*COMPLETE THE FOLLOWING*.
**1)** According to the passage on global change, how many years remain to end deforestation?
**2)** Transcribe the passage on global change word for word, between "I would guess that most" and "new. Something big.", inclusive.
— start DOCUMENT SECTION —
It is all exciting and full of potential and has the power to become much more than the sum of its parts.

And still the numbers loom in my mind. Twenty-two years. No coal at all. Anywhere. Seven years to end deforestation.

And I wonder, do those folks ringing the church bells and running the petition drives and tinkering with their new PV installations feel like I do, excited by the real change happening, but feeling in the quieter moments between the actions and the events, that they are not quite being fully used? Feeling as though, this big truth they have seen and understood about twenty-two years to contribute to a global transformation is calling forth something from them that has not yet found its channel?

I would guess that most of you know what I am talking about. I would guess that you are feeling some version of this within yourselves and that that is why you are here tonight, some sense of courage gathering, of a new willingness to trust your own intuition that things are not right and that significant change is needed, some sort of energy, looking for an outlet, some willingness, maybe a lot of it, to keep doing the important things you are doing while also stepping forward into something new. Something big.
— end DOCUMENT SECTION —
— start DATA EXCERPTS —
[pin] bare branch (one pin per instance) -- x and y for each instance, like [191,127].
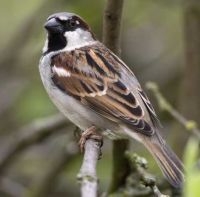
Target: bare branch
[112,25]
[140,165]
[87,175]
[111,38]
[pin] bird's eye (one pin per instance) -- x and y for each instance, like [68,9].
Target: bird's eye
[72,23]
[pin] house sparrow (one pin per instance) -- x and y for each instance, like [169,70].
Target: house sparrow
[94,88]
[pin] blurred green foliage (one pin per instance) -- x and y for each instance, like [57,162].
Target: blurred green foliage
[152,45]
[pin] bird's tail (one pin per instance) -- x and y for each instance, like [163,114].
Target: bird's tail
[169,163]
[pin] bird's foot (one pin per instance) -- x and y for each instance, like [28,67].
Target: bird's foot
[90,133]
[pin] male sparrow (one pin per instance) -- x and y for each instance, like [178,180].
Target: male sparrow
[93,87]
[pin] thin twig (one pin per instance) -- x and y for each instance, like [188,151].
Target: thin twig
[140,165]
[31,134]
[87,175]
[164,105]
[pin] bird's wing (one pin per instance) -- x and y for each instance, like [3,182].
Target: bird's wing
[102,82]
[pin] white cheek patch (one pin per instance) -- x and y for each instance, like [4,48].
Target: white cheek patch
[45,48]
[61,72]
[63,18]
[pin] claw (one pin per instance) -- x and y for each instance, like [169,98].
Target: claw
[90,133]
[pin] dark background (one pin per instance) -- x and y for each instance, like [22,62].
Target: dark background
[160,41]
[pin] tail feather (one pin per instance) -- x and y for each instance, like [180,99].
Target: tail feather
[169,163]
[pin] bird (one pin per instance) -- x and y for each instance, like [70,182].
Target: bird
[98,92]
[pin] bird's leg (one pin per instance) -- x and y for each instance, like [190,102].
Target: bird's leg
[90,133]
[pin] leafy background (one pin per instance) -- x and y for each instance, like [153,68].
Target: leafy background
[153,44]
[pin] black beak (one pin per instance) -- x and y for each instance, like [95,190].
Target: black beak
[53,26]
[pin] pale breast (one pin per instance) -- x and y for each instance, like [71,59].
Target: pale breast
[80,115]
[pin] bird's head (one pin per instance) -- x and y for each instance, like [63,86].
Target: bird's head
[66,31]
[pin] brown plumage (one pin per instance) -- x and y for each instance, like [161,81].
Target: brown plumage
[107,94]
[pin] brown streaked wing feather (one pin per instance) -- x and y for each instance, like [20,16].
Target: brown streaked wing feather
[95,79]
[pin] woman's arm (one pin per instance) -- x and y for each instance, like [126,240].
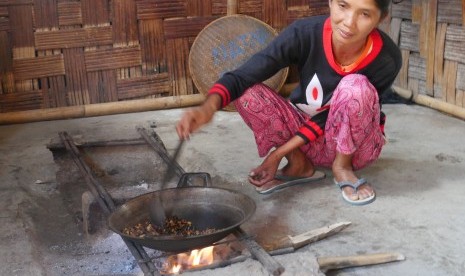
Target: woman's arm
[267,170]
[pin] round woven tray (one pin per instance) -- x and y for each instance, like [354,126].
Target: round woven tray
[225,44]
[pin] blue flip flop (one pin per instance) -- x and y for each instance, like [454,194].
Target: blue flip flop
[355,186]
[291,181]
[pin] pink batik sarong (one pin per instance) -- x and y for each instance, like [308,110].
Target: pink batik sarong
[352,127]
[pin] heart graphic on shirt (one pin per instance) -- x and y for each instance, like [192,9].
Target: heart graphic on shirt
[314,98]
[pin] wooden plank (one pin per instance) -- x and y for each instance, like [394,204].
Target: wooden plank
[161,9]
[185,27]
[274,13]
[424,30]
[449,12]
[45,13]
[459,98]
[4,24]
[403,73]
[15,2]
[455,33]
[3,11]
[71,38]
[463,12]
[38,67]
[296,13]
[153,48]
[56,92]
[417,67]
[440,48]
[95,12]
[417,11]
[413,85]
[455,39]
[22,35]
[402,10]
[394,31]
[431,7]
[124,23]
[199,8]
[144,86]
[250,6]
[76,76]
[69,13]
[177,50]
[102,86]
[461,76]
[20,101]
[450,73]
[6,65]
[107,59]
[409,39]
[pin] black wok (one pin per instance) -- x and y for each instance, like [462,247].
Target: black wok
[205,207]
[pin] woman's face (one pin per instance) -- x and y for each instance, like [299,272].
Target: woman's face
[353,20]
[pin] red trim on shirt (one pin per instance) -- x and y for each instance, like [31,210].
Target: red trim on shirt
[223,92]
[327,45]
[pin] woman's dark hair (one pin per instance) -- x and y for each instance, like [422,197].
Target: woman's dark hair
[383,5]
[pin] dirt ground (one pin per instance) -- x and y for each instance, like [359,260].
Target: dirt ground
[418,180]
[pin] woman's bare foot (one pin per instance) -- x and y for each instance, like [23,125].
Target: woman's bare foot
— end DATA EXCERPTS —
*SOLUTIONS TO THE PROBLEMS*.
**1)** Seven years.

**2)**
I would guess that most of you know what I am talking about. I would guess that you are feeling some version of this within yourselves and that that is why you are here tonight, some sense of courage gathering, of a new willingness to trust your own intuition that things are not right and that significant change is needed, some sort of energy, looking for an outlet, some willingness, maybe a lot of it, to keep doing the important things you are doing while also stepping forward into something new. Something big.